*Problem statement*: Output as a JSON list of strings the entries starting with the line containing "One marker belongs on each instance of the ceiling." and going on through the line containing "One marker belongs on each instance of the boy.", one string per line and blank lines omitted.

*Dataset rows*:
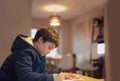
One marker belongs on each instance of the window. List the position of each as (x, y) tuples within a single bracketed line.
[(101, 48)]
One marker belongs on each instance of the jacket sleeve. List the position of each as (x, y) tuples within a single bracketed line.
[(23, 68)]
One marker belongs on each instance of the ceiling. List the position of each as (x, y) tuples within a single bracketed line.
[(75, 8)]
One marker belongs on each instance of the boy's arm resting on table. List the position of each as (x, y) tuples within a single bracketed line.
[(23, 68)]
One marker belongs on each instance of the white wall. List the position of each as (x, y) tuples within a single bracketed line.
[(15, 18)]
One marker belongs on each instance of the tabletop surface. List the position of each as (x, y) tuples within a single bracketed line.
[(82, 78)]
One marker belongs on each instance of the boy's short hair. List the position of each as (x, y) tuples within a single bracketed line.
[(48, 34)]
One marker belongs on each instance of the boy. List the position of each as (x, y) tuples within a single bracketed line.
* * *
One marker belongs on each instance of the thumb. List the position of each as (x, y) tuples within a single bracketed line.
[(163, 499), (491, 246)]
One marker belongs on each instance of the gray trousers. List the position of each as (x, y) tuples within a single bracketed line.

*Finished answer*:
[
  "One marker belongs on each instance of the ceiling. List the position of each as (x, y) tuples within a single bracketed line.",
  "[(75, 8)]",
  "One marker belongs on each instance of the boy's arm resting on table. List the position of each as (x, y) tuples within a single bracketed line.",
  "[(23, 68)]",
  "One marker belongs on each instance of the white wall. List the position of each as (x, y) tuples within a single bracketed line.",
  "[(15, 18)]",
  "One marker belongs on each instance of the tabletop surface. List the position of each as (x, y) tuples within a single bracketed line.",
  "[(82, 78)]",
  "One marker belongs on each instance of the boy's short hair. List the position of each as (x, y) tuples within a single bracketed line.",
  "[(48, 34)]",
  "One marker belongs on each instance of the boy. List the position of each as (x, y) tuples within a single bracketed line."
]